### [Exercise aim]
Return each record unchanged and drop the images.

--- Supplied material Enclosed Below ---

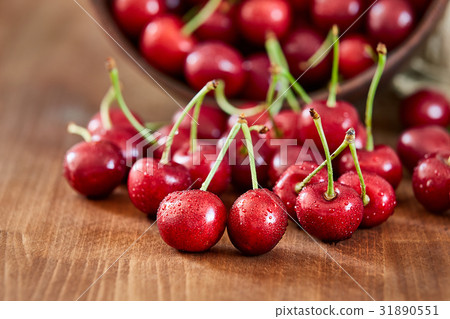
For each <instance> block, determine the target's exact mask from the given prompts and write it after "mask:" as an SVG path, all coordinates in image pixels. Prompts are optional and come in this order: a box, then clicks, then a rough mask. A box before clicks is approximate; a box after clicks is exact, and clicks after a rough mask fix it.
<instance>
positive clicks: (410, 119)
mask: <svg viewBox="0 0 450 319" xmlns="http://www.w3.org/2000/svg"><path fill="white" fill-rule="evenodd" d="M400 119H401V120H402V123H403V125H404V126H405V127H415V126H426V125H440V126H443V127H446V126H448V125H449V124H450V103H449V102H448V100H447V99H446V97H445V96H444V95H442V94H441V93H439V92H436V91H433V90H420V91H418V92H416V93H414V94H412V95H410V96H409V97H407V98H406V99H404V100H403V101H402V105H401V108H400Z"/></svg>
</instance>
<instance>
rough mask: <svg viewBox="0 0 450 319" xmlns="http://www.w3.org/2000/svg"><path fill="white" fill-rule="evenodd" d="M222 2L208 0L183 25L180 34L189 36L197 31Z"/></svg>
mask: <svg viewBox="0 0 450 319" xmlns="http://www.w3.org/2000/svg"><path fill="white" fill-rule="evenodd" d="M221 2H222V0H209V1H208V3H207V4H206V5H205V6H204V7H203V8H202V9H200V11H199V12H198V13H197V14H196V15H195V16H194V17H193V18H192V19H191V20H190V21H189V22H188V23H186V24H185V25H184V27H183V29H182V30H181V32H183V34H185V35H191V34H192V33H194V31H195V30H197V29H198V28H199V27H200V26H201V25H202V24H203V23H205V22H206V20H208V19H209V17H210V16H211V15H212V14H213V13H214V12H215V11H216V10H217V8H218V7H219V5H220V3H221Z"/></svg>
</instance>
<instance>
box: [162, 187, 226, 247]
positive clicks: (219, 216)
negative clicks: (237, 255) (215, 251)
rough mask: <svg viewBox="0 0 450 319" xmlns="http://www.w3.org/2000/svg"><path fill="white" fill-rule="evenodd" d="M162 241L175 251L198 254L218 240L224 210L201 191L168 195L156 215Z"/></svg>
mask: <svg viewBox="0 0 450 319" xmlns="http://www.w3.org/2000/svg"><path fill="white" fill-rule="evenodd" d="M157 220H158V229H159V233H160V234H161V237H162V239H163V240H164V241H165V242H166V244H168V245H169V246H172V247H173V248H175V249H178V250H181V251H188V252H202V251H206V250H208V249H210V248H211V247H212V246H214V245H215V244H216V243H217V242H218V241H219V240H220V238H221V237H222V235H223V233H224V231H225V226H226V223H227V210H226V208H225V205H224V204H223V203H222V201H221V200H220V198H219V197H217V196H216V195H214V194H212V193H210V192H205V191H201V190H189V191H183V192H174V193H171V194H169V195H168V196H167V197H166V198H164V200H163V201H162V202H161V205H160V207H159V209H158V214H157Z"/></svg>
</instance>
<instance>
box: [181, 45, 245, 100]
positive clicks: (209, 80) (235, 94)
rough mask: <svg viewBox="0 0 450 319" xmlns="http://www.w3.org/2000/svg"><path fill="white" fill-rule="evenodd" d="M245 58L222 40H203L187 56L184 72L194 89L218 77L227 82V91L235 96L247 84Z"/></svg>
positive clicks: (230, 46)
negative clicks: (243, 62)
mask: <svg viewBox="0 0 450 319" xmlns="http://www.w3.org/2000/svg"><path fill="white" fill-rule="evenodd" d="M242 63H243V58H242V56H241V54H240V53H239V52H238V51H237V50H236V49H234V48H233V47H231V46H229V45H227V44H225V43H221V42H203V43H201V44H199V45H197V46H196V47H195V48H194V49H193V50H192V52H191V53H190V54H189V55H188V56H187V58H186V64H185V68H184V74H185V76H186V79H187V81H188V82H189V84H190V85H191V86H192V87H193V88H194V89H200V88H202V87H203V86H204V85H205V83H206V82H208V81H210V80H212V79H215V78H218V79H222V80H223V81H224V82H225V93H226V95H227V96H234V95H236V94H237V93H239V91H240V90H241V89H242V87H243V86H244V84H245V72H244V69H243V68H242Z"/></svg>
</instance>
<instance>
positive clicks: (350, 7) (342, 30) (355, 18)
mask: <svg viewBox="0 0 450 319" xmlns="http://www.w3.org/2000/svg"><path fill="white" fill-rule="evenodd" d="M362 8H363V6H362V0H311V15H312V18H313V21H314V24H315V25H317V26H318V27H320V28H322V30H326V31H328V30H330V29H331V27H332V26H333V25H334V24H336V25H337V26H338V27H339V29H340V30H342V32H344V31H345V30H346V29H347V28H349V27H350V26H351V25H352V24H353V23H355V22H357V20H358V18H359V16H360V15H361V13H362Z"/></svg>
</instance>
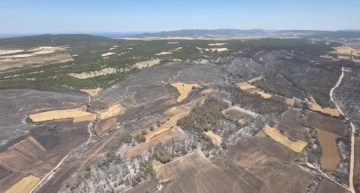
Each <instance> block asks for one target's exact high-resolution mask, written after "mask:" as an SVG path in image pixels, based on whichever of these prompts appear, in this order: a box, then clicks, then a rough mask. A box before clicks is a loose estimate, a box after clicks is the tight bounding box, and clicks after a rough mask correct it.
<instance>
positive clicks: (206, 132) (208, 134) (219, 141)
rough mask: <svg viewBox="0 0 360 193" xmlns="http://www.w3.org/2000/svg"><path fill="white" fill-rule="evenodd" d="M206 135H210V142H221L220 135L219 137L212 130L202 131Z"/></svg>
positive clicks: (221, 138)
mask: <svg viewBox="0 0 360 193" xmlns="http://www.w3.org/2000/svg"><path fill="white" fill-rule="evenodd" d="M204 133H205V135H206V136H208V137H210V139H211V141H212V143H213V144H214V145H220V144H221V142H222V137H220V136H219V135H216V134H215V133H214V132H213V131H207V132H204Z"/></svg>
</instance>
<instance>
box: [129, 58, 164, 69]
mask: <svg viewBox="0 0 360 193" xmlns="http://www.w3.org/2000/svg"><path fill="white" fill-rule="evenodd" d="M160 62H161V59H152V60H147V61H142V62H138V63H135V64H134V67H137V68H139V69H142V68H148V67H151V66H154V65H156V64H160Z"/></svg>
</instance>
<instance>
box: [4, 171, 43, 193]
mask: <svg viewBox="0 0 360 193" xmlns="http://www.w3.org/2000/svg"><path fill="white" fill-rule="evenodd" d="M39 182H40V178H38V177H35V176H33V175H30V176H27V177H25V178H23V179H21V180H20V181H19V182H17V183H16V184H14V185H13V186H11V188H10V189H8V190H7V191H6V192H5V193H28V192H30V190H31V189H32V188H34V187H35V186H36V184H37V183H39Z"/></svg>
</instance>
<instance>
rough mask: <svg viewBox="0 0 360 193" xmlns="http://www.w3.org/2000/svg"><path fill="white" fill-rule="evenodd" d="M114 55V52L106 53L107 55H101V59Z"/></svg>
mask: <svg viewBox="0 0 360 193" xmlns="http://www.w3.org/2000/svg"><path fill="white" fill-rule="evenodd" d="M114 54H116V53H114V52H107V53H105V54H101V57H106V56H111V55H114Z"/></svg>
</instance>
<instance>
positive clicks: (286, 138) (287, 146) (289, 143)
mask: <svg viewBox="0 0 360 193" xmlns="http://www.w3.org/2000/svg"><path fill="white" fill-rule="evenodd" d="M264 132H265V133H266V134H267V135H268V136H270V137H271V138H272V139H273V140H275V141H277V142H279V143H280V144H282V145H284V146H285V147H287V148H289V149H291V150H293V151H295V152H301V151H302V150H303V149H304V148H305V147H306V146H307V143H306V142H305V141H301V140H297V141H291V140H290V139H289V138H288V137H287V136H285V135H283V134H281V133H280V131H278V130H277V129H275V128H273V127H269V126H267V127H265V128H264Z"/></svg>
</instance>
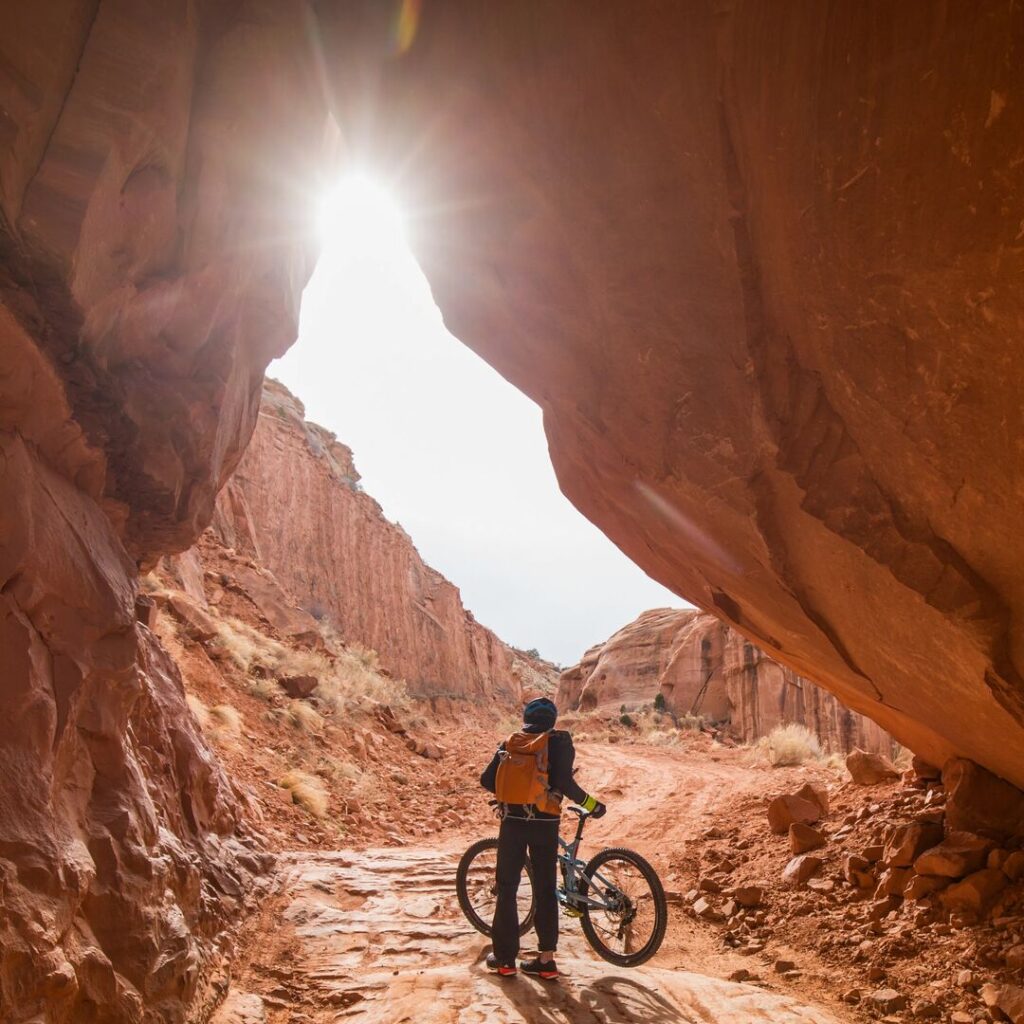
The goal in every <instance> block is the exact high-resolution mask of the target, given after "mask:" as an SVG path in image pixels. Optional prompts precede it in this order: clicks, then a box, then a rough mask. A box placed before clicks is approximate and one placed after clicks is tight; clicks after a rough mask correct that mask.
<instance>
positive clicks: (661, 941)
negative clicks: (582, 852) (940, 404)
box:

--- End of Enclosed Supplied material ---

### [Reply]
For each <instance> block, determine the target's exact mask from the given prompts and write it after "mask:" as an SVG path, all coordinates in image pixels. Prompts are optional and come in this order: a box, then clicks, then a rough mask. A box before clicks is approximate; a box after clicks is exact, and clicks after a rough mask fix it.
<instance>
positive clicks: (410, 119)
mask: <svg viewBox="0 0 450 319" xmlns="http://www.w3.org/2000/svg"><path fill="white" fill-rule="evenodd" d="M400 119H401V120H402V123H403V125H404V126H405V127H415V126H426V125H440V126H443V127H446V126H448V125H449V124H450V103H449V102H448V100H447V99H446V97H445V96H444V95H442V94H441V93H439V92H436V91H433V90H420V91H418V92H416V93H414V94H412V95H410V96H409V97H407V98H406V99H404V100H403V101H402V105H401V108H400Z"/></svg>
</instance>
<instance>
rough mask: <svg viewBox="0 0 450 319" xmlns="http://www.w3.org/2000/svg"><path fill="white" fill-rule="evenodd" d="M222 2L208 0L183 25L180 34L189 36L197 31Z"/></svg>
mask: <svg viewBox="0 0 450 319" xmlns="http://www.w3.org/2000/svg"><path fill="white" fill-rule="evenodd" d="M221 2H222V0H209V1H208V3H207V4H206V5H205V6H204V7H203V8H202V9H200V11H199V12H198V13H197V14H196V15H195V16H194V17H193V18H192V19H191V20H190V21H189V22H188V23H186V24H185V25H184V27H183V29H182V30H181V32H183V34H185V35H191V34H192V33H194V31H195V30H197V29H198V28H199V27H200V26H201V25H202V24H203V23H205V22H206V20H208V19H209V17H210V16H211V15H212V14H213V13H214V12H215V11H216V10H217V8H218V7H219V5H220V3H221Z"/></svg>
</instance>
<instance>
box: [162, 187, 226, 247]
positive clicks: (219, 216)
negative clicks: (237, 255) (215, 251)
rough mask: <svg viewBox="0 0 450 319" xmlns="http://www.w3.org/2000/svg"><path fill="white" fill-rule="evenodd" d="M162 241L175 251L198 254L218 240L224 210L201 191L168 195L156 215Z"/></svg>
mask: <svg viewBox="0 0 450 319" xmlns="http://www.w3.org/2000/svg"><path fill="white" fill-rule="evenodd" d="M157 220H158V229H159V233H160V234H161V237H162V239H163V240H164V241H165V242H166V244H168V245H169V246H172V247H173V248H175V249H178V250H181V251H188V252H202V251H206V250H208V249H210V248H211V247H212V246H214V245H215V244H216V243H217V242H218V241H219V240H220V238H221V237H222V235H223V233H224V231H225V226H226V223H227V210H226V208H225V205H224V204H223V203H222V201H221V200H220V198H219V197H217V196H216V195H214V194H212V193H210V192H205V191H201V190H189V191H183V192H174V193H171V194H169V195H168V196H167V197H166V198H164V200H163V201H162V202H161V205H160V207H159V209H158V214H157Z"/></svg>
</instance>
<instance>
box: [181, 45, 245, 100]
positive clicks: (209, 80) (235, 94)
rough mask: <svg viewBox="0 0 450 319" xmlns="http://www.w3.org/2000/svg"><path fill="white" fill-rule="evenodd" d="M245 58L222 40H203L187 56L184 72L194 89L218 77L227 82V91L235 96L247 84Z"/></svg>
positive clicks: (230, 46)
negative clicks: (243, 62)
mask: <svg viewBox="0 0 450 319" xmlns="http://www.w3.org/2000/svg"><path fill="white" fill-rule="evenodd" d="M242 63H243V58H242V56H241V54H240V53H239V52H238V51H237V50H236V49H234V48H233V47H231V46H229V45H227V44H225V43H221V42H203V43H201V44H199V45H197V46H196V47H195V48H194V49H193V50H192V52H191V53H190V54H189V55H188V56H187V58H186V64H185V68H184V74H185V76H186V79H187V81H188V82H189V84H190V85H191V86H192V87H193V88H194V89H200V88H202V87H203V86H204V85H205V83H206V82H208V81H210V80H212V79H215V78H218V79H222V80H223V81H224V82H225V93H226V95H227V96H234V95H236V94H237V93H239V91H240V90H241V89H242V87H243V86H244V84H245V72H244V69H243V68H242Z"/></svg>
</instance>
<instance>
positive clicks: (350, 7) (342, 30) (355, 18)
mask: <svg viewBox="0 0 450 319" xmlns="http://www.w3.org/2000/svg"><path fill="white" fill-rule="evenodd" d="M362 8H363V6H362V0H311V15H312V18H313V21H314V24H315V25H317V26H318V27H320V28H322V30H326V31H328V30H330V29H331V27H332V26H333V25H334V24H336V25H337V26H338V27H339V29H340V30H342V32H344V31H345V30H346V29H347V28H349V27H350V26H351V25H352V24H353V23H355V22H357V20H358V18H359V16H360V15H361V13H362Z"/></svg>
</instance>
Each <instance> block asks for one target's exact high-resolution mask, written after "mask:" as an SVG path in image pixels, based on whichever of these prompts appear, in this order: a box, then clicks, then a rough mask. A box before clicks is a loose estimate, a box after clicks is the tight bounding box, and clicks after a rough mask correct it.
<instance>
positive clicks: (206, 132) (208, 134) (219, 141)
rough mask: <svg viewBox="0 0 360 193" xmlns="http://www.w3.org/2000/svg"><path fill="white" fill-rule="evenodd" d="M206 135H210V142H221L220 135L219 137L212 130L202 131Z"/></svg>
positive clicks: (221, 138)
mask: <svg viewBox="0 0 360 193" xmlns="http://www.w3.org/2000/svg"><path fill="white" fill-rule="evenodd" d="M204 133H205V135H206V136H208V137H210V139H211V141H212V143H213V144H214V145H220V144H221V142H222V137H220V136H219V135H216V134H215V133H214V132H213V131H207V132H204Z"/></svg>
</instance>
<instance>
box: [129, 58, 164, 69]
mask: <svg viewBox="0 0 360 193" xmlns="http://www.w3.org/2000/svg"><path fill="white" fill-rule="evenodd" d="M160 62H161V59H152V60H147V61H142V62H138V63H135V64H134V67H137V68H139V69H142V68H148V67H151V66H154V65H156V64H160Z"/></svg>
</instance>
<instance>
box: [4, 171, 43, 193]
mask: <svg viewBox="0 0 360 193" xmlns="http://www.w3.org/2000/svg"><path fill="white" fill-rule="evenodd" d="M39 182H40V178H38V177H35V176H33V175H30V176H27V177H25V178H23V179H21V180H20V181H19V182H17V183H16V184H14V185H13V186H11V188H10V189H8V190H7V191H6V192H5V193H28V192H30V190H31V189H32V188H34V187H35V186H36V184H37V183H39Z"/></svg>
</instance>
<instance>
rough mask: <svg viewBox="0 0 360 193" xmlns="http://www.w3.org/2000/svg"><path fill="white" fill-rule="evenodd" d="M114 55V52L106 53L107 55H101V59Z"/></svg>
mask: <svg viewBox="0 0 360 193" xmlns="http://www.w3.org/2000/svg"><path fill="white" fill-rule="evenodd" d="M114 54H116V53H114V52H107V53H105V54H101V57H106V56H111V55H114Z"/></svg>
</instance>
<instance>
positive clicks: (286, 138) (287, 146) (289, 143)
mask: <svg viewBox="0 0 360 193" xmlns="http://www.w3.org/2000/svg"><path fill="white" fill-rule="evenodd" d="M264 132H265V133H266V134H267V135H268V136H270V137H271V138H272V139H273V140H275V141H277V142H279V143H280V144H282V145H284V146H285V147H287V148H289V149H291V150H293V151H295V152H301V151H302V150H303V149H304V148H305V147H306V146H307V143H306V142H305V141H301V140H297V141H291V140H290V139H289V138H288V137H287V136H285V135H283V134H281V133H280V131H278V130H277V129H275V128H273V127H269V126H267V127H265V128H264Z"/></svg>
</instance>
The goal in every <instance> block is the exact high-resolution mask of the target, given after "mask:" as an SVG path in image pixels. Optional prompts precede it in this order: clicks, then a box, then a rough mask. A box placed before clicks is approximate and one placed after clicks is tight; clicks after a rough mask correct that mask.
<instance>
positive clicks: (661, 941)
negative clicks: (582, 852) (940, 404)
box:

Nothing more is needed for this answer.